> **Extrait**
○ ○ ○ ○ ○ ○ ○

L’excédent courant a diminué, mais demeure soutenu par la dynamique des transferts de revenus. Selon le FMI, l’excédent courant s’est élevé à 2,8% du PIB en 2021 contre 4,1% en 2020. Il devrait être déficitaire à hauteur de 1,4% du PIB en 2022 en raison de la réduction de l’excédent de la balance des revenus, qui comptabilise notamment les transferts de fonds des travailleurs émigrés. Malgré la bonne tenue des exportations en 2021, en hausse de 36,3% en g.a., le déficit commercial a augmenté de 32,4% du fait du rétablissement des importations (+34%). Les exportations d’or et de métaux précieux ont augmenté de 11,7% en g.a. en valeur à 665 M USD, soit 37% du total en 2021. Les exportations de coton se sont établies à 256 M USD, en hausse de 47% en g.a. (14% du total), et celles d’aluminium à 145 M USD, en hausse de 4,1% en g.a. (8% du total). Les réserves de change ont poursuivi leur augmentation grâce aux ventes d’or et s’élevaient à 2,2 Md USD, soit 8,5 mois d’importations, fin 2021.

○ ○ ○ ○ ○ ○ ○

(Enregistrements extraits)
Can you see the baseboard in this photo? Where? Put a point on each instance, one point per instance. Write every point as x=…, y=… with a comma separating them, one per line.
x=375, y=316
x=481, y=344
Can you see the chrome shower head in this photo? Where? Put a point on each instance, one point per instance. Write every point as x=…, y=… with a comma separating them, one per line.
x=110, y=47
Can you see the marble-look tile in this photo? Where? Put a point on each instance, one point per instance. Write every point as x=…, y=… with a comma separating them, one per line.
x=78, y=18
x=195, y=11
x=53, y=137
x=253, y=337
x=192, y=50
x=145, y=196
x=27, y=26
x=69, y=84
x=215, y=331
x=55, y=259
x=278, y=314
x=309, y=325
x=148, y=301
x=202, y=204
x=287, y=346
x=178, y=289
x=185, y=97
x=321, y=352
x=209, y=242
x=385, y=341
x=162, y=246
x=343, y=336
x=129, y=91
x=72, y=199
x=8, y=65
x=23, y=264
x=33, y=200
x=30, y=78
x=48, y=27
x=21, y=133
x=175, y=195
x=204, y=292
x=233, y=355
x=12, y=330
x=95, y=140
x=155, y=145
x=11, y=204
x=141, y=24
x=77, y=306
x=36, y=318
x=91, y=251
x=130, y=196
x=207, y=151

○ ○ ○ ○ ○ ○ ○

> **Consigne**
Poursuivez l'extrait sur l'excédent courant et les échanges extérieurs à la suite de sa dernière phrase. Le listing provient d'une source distincte de l'extrait.

> **Résultat attendu**
3/ Une relative stabilisation du système financier. Le secteur bancaire a bénéficié de la liquidation des banques publiques insolvables. La mise en résolution de Tadjiksodirotbank et Agroinvestbank fin mai 2021 a permis d’assainir le système bancaire en réduisant considérablement le taux de crédits non performants, qui s’est établi à 14% au 31 mars 2022, soit une baisse de 8,7 p.p. en un an. A cette date, les dépôts bancaires atteignaient 11,5 Md TJS (0,9 M USD) et ont ainsi retrouvé leur niveau de fin 2020 après avoir baissé de manière transitoire au cours de la deuxième moitié de l’année 2021. Les actifs du secteur bancaire s’élèvent à 25 Md TJS (1,9 Md USD), soit une baisse de 3,5% en g.a.

En dépit de cette relative amélioration de la santé du système bancaire, ce dernier est confronté depuis l’invasion de l’Ukraine à de nouvelles difficultés liées à sa dépendance à l’infrastructure financière russe. En particulier, la majorité des banques tadjikes utilisait jusqu’alors les comptes de correspondance de la banque russe Sberbank, désormais placée sous sanctions, pour effectuer des transactions en Europe et aux Etats-Unis[7]. L’approvisionnement en devises est aussi perturbé, ce qui est dommageable dans la mesure où les dépôts et les crédits en dollars représentent respectivement près de la moitié et du tiers du portefeuille total.

[1] Tels que mesurés par la Banque de Russie. Les transferts de fonds depuis la Russie représentent près de 95% du total.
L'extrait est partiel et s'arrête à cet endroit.